特選句「白きもの集めて春の供物かな」。「白きもの」「春」「供物」が絶妙に均衡して宗教性一歩手前の洗練された土俗の空間を醸し出しているかのようです。当方には、集めているのはふんわりした魂のようなものと思われますが、はてそれを行っているのは誰なのか。何のためなのか。「かな」の詠嘆も効いています。特選句「キエフ春泥おかあさんこわいです」。一説にキエフ周辺は沼地が多く春になると戦車が動きづらくなり攻撃されやすくなるので冬のうちにと焦って攻めたとか。しかし春泥の季節となってしまいました。気が付けば戦場に投入されていた露軍の死亡したという若い兵士が残したスマホのメール記録を連想。それは情報戦の一環だったかもしれませんが、雄弁な反戦の句に昇華されました。問題句「ウクライナコロナも触れず兜太逝く」。やはり文法的には「逝けり」ではないでしょうか。ただ、人間に対する悲惨な事象が起こるたびに兜太師の不在の認識に回帰するというのであれば、これもありなのかもしれません。「海市には平和な国のあるという」。ジョンレノンのイマジンを連想させつつ痛烈な皮肉も含まれているよう。

### [記録一覧]

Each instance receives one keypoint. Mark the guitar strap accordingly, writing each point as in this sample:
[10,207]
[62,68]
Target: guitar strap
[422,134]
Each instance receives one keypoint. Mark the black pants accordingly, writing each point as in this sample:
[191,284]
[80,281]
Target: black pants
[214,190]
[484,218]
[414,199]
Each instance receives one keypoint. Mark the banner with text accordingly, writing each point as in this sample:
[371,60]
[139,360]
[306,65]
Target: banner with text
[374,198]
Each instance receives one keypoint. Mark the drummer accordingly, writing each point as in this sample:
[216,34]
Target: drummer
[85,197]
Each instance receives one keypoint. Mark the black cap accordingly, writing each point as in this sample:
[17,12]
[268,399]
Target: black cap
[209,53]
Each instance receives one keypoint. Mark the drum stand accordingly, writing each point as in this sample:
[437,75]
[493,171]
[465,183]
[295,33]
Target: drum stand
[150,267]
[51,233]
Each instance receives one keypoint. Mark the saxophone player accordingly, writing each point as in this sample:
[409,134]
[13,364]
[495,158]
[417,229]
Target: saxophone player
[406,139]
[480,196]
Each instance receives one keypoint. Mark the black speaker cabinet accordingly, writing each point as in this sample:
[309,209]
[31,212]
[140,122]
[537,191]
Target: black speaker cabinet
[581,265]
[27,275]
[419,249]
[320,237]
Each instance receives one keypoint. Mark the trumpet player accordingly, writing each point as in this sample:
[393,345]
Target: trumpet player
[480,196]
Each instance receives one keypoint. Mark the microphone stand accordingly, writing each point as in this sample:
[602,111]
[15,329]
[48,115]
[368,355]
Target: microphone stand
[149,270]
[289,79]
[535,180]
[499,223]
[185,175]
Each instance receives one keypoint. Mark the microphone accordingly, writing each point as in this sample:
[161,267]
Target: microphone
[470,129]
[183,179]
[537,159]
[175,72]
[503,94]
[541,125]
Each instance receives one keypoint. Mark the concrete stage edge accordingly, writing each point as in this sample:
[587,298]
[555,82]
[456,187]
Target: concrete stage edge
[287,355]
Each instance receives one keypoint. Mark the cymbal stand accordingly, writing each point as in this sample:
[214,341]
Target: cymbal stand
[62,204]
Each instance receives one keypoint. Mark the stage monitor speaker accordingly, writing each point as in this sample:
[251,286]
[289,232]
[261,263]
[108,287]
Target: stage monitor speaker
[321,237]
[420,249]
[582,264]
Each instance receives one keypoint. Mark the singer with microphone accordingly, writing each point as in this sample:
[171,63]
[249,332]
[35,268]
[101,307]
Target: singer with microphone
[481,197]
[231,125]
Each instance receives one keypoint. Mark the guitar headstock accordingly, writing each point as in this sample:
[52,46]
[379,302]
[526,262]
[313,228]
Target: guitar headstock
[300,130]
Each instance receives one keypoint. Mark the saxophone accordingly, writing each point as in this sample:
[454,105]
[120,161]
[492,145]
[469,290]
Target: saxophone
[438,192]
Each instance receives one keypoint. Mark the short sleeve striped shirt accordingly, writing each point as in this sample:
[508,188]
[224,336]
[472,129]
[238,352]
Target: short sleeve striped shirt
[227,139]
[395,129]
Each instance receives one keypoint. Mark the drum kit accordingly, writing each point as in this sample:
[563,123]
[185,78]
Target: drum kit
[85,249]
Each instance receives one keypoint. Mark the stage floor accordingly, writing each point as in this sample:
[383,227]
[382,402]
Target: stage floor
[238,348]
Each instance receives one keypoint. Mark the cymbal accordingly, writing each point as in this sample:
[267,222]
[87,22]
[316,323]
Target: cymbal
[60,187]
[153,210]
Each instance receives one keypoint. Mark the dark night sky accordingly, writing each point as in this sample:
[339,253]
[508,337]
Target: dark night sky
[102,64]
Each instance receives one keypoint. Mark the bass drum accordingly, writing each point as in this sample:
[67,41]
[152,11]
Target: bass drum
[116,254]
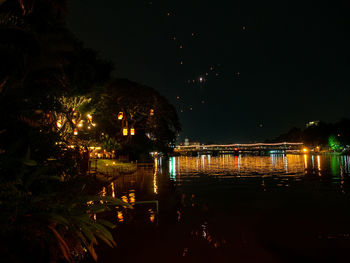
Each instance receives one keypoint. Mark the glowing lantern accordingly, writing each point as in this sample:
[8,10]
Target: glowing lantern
[89,117]
[125,131]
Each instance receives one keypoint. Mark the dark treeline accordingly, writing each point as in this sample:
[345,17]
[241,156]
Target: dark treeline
[56,98]
[321,134]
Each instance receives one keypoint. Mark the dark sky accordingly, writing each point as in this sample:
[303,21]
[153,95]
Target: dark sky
[276,63]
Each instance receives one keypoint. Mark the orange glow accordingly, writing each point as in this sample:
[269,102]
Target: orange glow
[124,199]
[89,117]
[125,131]
[120,216]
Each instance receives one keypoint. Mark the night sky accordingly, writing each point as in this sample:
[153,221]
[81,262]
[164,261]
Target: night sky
[237,71]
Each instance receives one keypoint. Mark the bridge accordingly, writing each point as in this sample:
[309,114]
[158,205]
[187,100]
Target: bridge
[256,148]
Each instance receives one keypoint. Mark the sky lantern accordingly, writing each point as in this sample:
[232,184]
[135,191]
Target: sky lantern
[125,131]
[89,116]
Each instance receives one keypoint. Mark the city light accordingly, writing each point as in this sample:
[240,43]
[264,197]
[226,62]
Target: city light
[125,131]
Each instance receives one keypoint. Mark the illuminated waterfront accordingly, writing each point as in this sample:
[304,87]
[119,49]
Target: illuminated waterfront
[277,208]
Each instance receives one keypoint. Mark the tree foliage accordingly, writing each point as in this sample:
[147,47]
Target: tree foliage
[155,121]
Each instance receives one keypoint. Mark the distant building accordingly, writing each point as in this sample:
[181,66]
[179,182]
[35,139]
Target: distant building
[188,143]
[312,123]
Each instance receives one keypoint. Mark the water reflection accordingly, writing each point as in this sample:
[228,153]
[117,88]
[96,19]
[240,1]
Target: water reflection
[230,203]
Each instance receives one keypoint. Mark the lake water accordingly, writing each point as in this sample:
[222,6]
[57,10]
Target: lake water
[277,208]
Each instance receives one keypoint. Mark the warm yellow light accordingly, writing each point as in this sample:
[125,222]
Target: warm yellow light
[125,131]
[89,116]
[59,124]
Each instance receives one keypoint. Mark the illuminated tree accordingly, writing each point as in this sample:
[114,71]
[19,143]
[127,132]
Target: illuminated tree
[334,143]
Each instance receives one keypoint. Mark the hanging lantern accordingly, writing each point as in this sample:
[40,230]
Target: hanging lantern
[89,117]
[59,124]
[125,131]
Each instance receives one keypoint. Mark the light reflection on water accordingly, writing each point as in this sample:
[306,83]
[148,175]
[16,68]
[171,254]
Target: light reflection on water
[229,202]
[256,166]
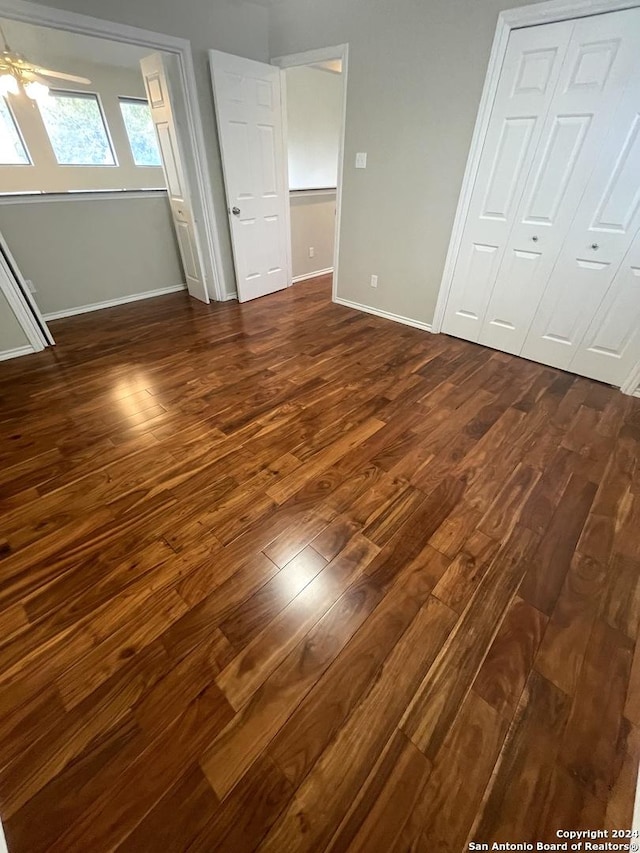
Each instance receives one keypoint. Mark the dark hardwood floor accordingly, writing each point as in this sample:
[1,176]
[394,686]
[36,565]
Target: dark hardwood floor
[285,576]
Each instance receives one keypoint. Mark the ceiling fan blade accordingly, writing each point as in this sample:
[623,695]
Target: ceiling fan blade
[60,75]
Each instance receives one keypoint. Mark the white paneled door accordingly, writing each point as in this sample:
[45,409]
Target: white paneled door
[156,83]
[249,113]
[555,208]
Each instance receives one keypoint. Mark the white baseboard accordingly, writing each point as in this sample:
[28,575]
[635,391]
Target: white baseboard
[15,353]
[386,315]
[112,303]
[309,275]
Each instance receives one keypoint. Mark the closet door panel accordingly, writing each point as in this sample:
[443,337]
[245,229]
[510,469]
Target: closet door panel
[528,80]
[597,67]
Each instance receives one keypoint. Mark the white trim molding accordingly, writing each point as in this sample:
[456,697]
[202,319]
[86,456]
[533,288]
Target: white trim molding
[386,315]
[310,275]
[547,12]
[312,57]
[112,303]
[102,195]
[193,134]
[4,356]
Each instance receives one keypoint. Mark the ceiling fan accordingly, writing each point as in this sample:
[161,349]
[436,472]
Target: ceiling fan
[17,73]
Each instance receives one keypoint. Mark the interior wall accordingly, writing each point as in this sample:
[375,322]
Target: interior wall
[314,121]
[45,175]
[92,250]
[234,26]
[313,222]
[415,77]
[11,333]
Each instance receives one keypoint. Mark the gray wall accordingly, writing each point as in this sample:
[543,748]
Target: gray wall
[416,71]
[11,334]
[234,26]
[313,223]
[91,251]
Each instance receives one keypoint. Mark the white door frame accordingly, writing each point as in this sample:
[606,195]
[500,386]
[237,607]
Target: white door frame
[548,12]
[311,57]
[193,137]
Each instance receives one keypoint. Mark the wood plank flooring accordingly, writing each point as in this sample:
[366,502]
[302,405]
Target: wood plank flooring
[288,577]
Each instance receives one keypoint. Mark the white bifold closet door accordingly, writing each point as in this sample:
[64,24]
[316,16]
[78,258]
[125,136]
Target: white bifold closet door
[553,196]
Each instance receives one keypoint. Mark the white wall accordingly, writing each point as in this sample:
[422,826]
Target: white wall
[81,251]
[313,222]
[416,71]
[314,119]
[234,26]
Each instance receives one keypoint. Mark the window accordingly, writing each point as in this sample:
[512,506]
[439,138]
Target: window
[76,129]
[12,150]
[141,133]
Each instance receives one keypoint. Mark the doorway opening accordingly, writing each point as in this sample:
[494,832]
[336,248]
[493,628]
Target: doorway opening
[92,214]
[271,195]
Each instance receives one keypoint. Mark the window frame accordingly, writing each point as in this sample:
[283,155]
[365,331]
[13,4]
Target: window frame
[129,99]
[18,129]
[83,94]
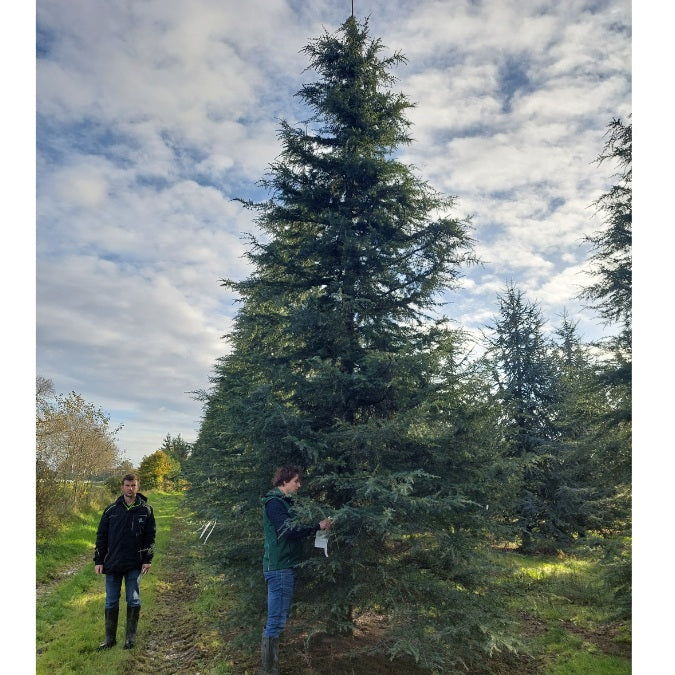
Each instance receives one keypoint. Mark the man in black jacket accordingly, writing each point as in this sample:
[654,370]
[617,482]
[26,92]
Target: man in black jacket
[124,548]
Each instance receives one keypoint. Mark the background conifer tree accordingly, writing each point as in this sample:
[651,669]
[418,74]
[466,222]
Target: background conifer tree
[339,362]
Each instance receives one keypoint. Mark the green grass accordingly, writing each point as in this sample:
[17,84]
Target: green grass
[566,608]
[571,613]
[69,619]
[63,547]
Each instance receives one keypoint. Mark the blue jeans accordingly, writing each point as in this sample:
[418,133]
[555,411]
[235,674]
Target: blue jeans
[280,586]
[113,588]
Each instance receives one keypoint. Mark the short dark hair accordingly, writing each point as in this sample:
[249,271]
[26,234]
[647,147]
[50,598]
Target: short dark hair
[285,473]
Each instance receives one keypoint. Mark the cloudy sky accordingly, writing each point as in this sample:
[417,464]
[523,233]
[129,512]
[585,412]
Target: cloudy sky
[153,115]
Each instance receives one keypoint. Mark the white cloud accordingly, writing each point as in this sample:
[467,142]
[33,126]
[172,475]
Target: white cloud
[153,116]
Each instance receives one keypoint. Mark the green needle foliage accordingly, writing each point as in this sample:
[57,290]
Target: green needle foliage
[340,363]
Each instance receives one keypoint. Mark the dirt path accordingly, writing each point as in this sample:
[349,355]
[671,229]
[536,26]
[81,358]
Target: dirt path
[171,634]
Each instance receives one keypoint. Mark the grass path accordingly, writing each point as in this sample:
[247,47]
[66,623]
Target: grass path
[183,604]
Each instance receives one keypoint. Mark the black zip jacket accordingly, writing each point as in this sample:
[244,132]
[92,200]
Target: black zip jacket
[125,538]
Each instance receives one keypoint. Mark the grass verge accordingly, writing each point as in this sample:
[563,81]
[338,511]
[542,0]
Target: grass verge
[69,614]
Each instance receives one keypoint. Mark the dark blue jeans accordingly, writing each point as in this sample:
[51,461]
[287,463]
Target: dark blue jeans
[280,586]
[113,589]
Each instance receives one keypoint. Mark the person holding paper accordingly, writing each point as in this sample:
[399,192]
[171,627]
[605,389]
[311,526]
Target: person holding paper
[283,551]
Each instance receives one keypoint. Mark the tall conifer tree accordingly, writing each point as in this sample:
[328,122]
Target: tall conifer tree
[336,360]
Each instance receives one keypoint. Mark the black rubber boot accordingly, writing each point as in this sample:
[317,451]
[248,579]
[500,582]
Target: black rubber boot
[111,616]
[132,626]
[269,653]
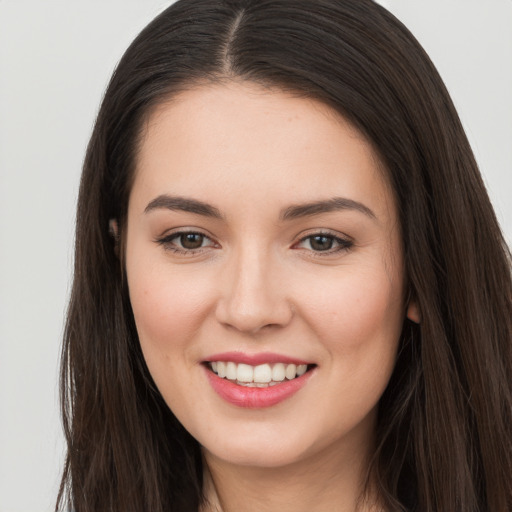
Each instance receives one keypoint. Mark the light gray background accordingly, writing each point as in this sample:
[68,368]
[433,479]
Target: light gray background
[55,60]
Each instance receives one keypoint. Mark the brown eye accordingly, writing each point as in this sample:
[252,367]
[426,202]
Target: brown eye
[191,240]
[321,243]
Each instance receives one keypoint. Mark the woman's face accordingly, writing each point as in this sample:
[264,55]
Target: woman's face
[262,237]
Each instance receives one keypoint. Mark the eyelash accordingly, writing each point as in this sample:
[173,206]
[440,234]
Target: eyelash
[168,242]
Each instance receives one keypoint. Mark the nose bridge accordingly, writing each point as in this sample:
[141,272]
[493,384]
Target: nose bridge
[253,293]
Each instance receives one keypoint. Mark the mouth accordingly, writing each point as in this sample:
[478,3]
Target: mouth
[257,385]
[259,376]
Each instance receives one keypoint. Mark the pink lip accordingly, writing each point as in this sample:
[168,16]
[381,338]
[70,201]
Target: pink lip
[255,359]
[255,398]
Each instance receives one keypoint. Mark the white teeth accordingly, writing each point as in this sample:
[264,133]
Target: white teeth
[244,373]
[278,373]
[262,375]
[301,369]
[291,371]
[231,371]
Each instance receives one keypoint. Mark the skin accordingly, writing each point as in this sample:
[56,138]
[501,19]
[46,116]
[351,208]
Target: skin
[257,284]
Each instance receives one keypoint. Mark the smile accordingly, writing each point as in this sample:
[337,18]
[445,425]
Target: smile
[261,376]
[256,381]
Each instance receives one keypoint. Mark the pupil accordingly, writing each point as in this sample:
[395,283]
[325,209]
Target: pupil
[321,243]
[191,241]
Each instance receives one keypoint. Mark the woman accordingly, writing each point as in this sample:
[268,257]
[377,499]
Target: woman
[291,291]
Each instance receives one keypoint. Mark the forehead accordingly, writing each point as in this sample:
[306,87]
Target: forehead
[243,139]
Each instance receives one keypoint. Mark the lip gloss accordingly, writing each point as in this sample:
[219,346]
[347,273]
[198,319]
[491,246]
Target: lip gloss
[254,397]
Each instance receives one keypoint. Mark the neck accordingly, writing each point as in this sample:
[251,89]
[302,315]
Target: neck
[328,481]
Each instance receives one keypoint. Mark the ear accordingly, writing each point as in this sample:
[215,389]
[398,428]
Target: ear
[413,312]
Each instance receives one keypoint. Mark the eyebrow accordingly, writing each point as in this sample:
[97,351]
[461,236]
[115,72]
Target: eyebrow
[186,204]
[329,205]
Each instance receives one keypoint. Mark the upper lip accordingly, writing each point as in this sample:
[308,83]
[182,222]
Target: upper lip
[255,359]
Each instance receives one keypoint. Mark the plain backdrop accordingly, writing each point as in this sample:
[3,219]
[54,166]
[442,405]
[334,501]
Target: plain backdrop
[55,60]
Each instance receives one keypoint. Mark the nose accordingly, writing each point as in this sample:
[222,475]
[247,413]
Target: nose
[253,294]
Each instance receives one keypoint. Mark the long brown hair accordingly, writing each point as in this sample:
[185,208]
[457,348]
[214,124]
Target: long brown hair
[444,440]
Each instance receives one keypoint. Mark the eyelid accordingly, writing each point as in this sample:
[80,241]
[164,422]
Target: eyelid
[166,239]
[344,242]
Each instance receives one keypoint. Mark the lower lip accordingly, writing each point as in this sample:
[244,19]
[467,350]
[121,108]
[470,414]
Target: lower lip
[255,398]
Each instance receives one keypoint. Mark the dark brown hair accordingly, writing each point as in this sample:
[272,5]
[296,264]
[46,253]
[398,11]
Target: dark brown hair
[445,420]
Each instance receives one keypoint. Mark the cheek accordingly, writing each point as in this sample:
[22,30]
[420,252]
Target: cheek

### [課題の要件]
1 - 句評によると、「海市には平和な国のあるという」の句は何を連想させるか。
2 - 句評を「特選句「白きもの集めて春の供」という語句のある箇所から書き写し、「烈な皮肉も含まれているよう。」の後で止めること。
記録は句評とは別の資料である。

### [各課題の解答]
1 - ジョンレノンのイマジン。

2 -
特選句「白きもの集めて春の供物かな」。「白きもの」「春」「供物」が絶妙に均衡して宗教性一歩手前の洗練された土俗の空間を醸し出しているかのようです。当方には、集めているのはふんわりした魂のようなものと思われますが、はてそれを行っているのは誰なのか。何のためなのか。「かな」の詠嘆も効いています。特選句「キエフ春泥おかあさんこわいです」。一説にキエフ周辺は沼地が多く春になると戦車が動きづらくなり攻撃されやすくなるので冬のうちにと焦って攻めたとか。しかし春泥の季節となってしまいました。気が付けば戦場に投入されていた露軍の死亡したという若い兵士が残したスマホのメール記録を連想。それは情報戦の一環だったかもしれませんが、雄弁な反戦の句に昇華されました。問題句「ウクライナコロナも触れず兜太逝く」。やはり文法的には「逝けり」ではないでしょうか。ただ、人間に対する悲惨な事象が起こるたびに兜太師の不在の認識に回帰するというのであれば、これもありなのかもしれません。「海市には平和な国のあるという」。ジョンレノンのイマジンを連想させつつ痛烈な皮肉も含まれているよう。